- _Task item_
Write out the passage below on esophageal perforation word for word, from its first sentence to its last.

:: Document segment

Swallowed foreign bodies may directly injure the esophagus by penetrating the tissue or becoming lodged at a point of esophageal narrowing, leading to pressure necrosis and wall weakness; pills and coins are common culprits. Ingestion of caustic chemicals may lead to direct wall inflammation and damage.


Trauma represents an important cause of perforation, estimated at up to 10% of cases. Penetrating trauma is much far more prevalent than blunt, often in the form of knife or gun wounds, and is associated with significant injury to important adjacent cervical structures. [5] Blunt trauma may affect any portion of the esophagus, and the diagnosis is often delayed secondary to other injuries. [6]

Intraoperative esophageal perforation

Intraoperative esophageal perforation is a recognized complication of surgery, especially cardiothoracic or fundoplication, accounting for around 2% of all perforations. [7]



United States data

Boerhaave syndrome is rare, accounting for 15% of all cases of esophageal perforation.

::::
:: Supplied entries

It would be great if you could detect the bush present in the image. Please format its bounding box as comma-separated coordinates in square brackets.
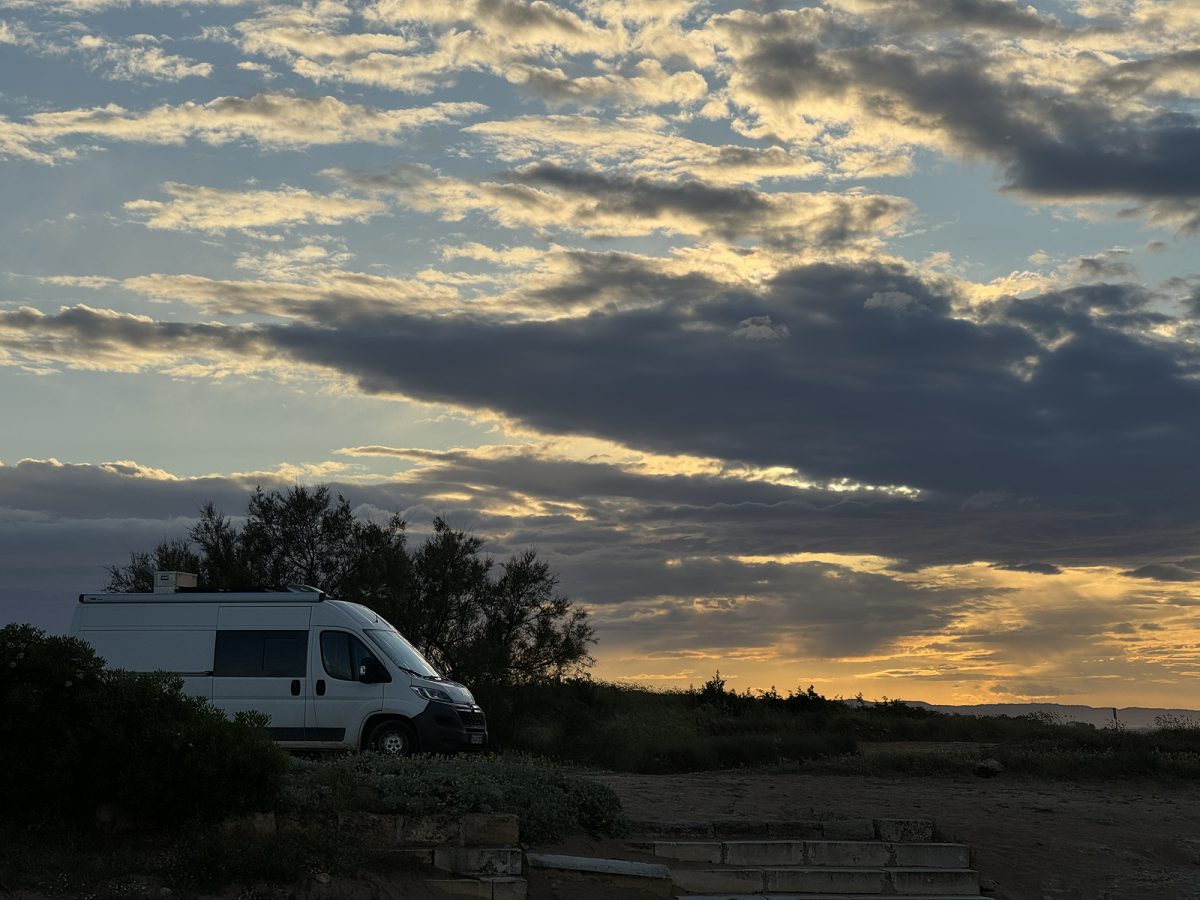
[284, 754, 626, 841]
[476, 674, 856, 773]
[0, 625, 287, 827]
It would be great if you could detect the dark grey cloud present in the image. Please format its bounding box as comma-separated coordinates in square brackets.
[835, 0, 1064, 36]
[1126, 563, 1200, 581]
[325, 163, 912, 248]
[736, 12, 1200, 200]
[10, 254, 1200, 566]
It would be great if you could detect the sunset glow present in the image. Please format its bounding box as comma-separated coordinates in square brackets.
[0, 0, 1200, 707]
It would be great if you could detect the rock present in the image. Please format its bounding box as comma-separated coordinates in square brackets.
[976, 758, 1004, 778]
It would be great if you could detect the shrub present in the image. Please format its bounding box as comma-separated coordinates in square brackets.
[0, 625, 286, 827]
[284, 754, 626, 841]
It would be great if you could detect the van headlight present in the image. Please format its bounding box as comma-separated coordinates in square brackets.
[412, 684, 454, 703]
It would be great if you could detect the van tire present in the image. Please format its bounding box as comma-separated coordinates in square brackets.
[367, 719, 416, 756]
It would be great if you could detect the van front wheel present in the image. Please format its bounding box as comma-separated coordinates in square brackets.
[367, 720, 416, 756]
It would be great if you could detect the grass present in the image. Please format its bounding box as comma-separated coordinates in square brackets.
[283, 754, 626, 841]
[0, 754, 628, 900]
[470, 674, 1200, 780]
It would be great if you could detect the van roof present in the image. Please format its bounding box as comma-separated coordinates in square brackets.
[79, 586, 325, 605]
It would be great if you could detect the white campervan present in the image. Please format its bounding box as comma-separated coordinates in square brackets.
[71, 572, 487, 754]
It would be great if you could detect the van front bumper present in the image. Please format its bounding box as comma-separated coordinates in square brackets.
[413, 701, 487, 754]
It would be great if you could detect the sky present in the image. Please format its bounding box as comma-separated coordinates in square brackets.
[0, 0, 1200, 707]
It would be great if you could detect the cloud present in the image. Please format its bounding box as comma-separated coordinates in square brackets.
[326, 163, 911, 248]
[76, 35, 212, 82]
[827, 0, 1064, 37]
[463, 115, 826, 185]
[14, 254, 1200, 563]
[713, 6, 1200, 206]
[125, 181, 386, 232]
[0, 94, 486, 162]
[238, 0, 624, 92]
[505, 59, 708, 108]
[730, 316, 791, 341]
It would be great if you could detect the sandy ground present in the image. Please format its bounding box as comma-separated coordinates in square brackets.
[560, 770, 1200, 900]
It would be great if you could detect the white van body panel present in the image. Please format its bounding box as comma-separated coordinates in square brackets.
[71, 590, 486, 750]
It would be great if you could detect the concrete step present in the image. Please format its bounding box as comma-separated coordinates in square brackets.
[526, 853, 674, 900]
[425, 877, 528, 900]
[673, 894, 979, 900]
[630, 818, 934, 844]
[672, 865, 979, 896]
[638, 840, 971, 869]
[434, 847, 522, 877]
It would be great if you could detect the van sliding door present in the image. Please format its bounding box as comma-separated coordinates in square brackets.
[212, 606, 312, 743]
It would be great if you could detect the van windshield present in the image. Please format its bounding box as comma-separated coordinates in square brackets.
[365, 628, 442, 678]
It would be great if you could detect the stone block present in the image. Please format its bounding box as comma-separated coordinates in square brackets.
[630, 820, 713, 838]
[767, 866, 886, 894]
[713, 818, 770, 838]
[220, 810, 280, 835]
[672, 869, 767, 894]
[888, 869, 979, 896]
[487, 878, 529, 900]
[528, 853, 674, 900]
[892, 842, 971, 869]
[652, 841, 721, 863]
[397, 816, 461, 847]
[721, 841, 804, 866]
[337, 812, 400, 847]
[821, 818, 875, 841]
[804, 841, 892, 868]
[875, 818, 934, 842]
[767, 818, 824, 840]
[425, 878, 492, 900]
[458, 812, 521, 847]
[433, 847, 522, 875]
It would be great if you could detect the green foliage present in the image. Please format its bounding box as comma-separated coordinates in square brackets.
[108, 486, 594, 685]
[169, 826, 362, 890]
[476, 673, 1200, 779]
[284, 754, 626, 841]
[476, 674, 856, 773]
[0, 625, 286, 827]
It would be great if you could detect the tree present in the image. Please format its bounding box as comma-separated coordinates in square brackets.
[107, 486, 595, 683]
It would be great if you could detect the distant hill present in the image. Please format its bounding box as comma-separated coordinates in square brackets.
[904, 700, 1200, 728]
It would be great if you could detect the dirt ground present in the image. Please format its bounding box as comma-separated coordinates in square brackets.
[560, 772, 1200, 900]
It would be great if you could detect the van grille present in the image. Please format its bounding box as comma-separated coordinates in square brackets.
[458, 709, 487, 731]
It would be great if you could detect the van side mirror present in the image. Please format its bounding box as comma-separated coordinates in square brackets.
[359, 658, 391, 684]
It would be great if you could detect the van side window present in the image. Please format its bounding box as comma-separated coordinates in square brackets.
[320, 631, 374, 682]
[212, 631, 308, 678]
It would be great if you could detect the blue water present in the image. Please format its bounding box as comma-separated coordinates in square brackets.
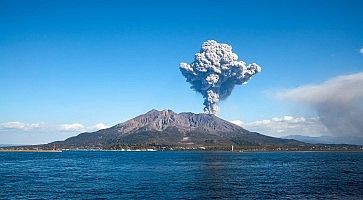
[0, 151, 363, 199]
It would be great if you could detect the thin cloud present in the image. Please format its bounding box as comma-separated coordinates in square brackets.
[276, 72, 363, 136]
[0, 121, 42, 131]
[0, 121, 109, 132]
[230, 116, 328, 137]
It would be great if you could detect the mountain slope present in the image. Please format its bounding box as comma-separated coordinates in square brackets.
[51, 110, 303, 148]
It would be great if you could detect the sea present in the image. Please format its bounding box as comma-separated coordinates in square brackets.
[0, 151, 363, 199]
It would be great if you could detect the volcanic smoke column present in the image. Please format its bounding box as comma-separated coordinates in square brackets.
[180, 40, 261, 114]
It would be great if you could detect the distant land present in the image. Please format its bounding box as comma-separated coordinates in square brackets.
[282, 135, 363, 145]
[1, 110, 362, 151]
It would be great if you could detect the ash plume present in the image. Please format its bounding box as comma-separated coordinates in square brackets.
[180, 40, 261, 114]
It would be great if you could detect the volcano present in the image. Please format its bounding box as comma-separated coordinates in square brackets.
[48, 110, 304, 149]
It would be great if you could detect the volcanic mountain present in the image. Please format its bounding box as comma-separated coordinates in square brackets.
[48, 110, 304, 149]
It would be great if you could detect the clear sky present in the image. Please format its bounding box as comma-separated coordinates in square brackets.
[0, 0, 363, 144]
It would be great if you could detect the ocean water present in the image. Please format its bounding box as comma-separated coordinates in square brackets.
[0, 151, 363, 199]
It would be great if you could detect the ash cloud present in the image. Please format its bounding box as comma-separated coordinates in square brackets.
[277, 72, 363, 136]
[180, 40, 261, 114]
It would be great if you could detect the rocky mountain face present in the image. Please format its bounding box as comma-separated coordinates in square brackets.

::::

- _Completed task_
Swallowed foreign bodies may directly injure the esophagus by penetrating the tissue or becoming lodged at a point of esophageal narrowing, leading to pressure necrosis and wall weakness; pills and coins are common culprits. Ingestion of caustic chemicals may lead to direct wall inflammation and damage.


Trauma represents an important cause of perforation, estimated at up to 10% of cases. Penetrating trauma is much far more prevalent than blunt, often in the form of knife or gun wounds, and is associated with significant injury to important adjacent cervical structures. [5] Blunt trauma may affect any portion of the esophagus, and the diagnosis is often delayed secondary to other injuries. [6]

Intraoperative esophageal perforation

Intraoperative esophageal perforation is a recognized complication of surgery, especially cardiothoracic or fundoplication, accounting for around 2% of all perforations. [7]



United States data

Boerhaave syndrome is rare, accounting for 15% of all cases of esophageal perforation.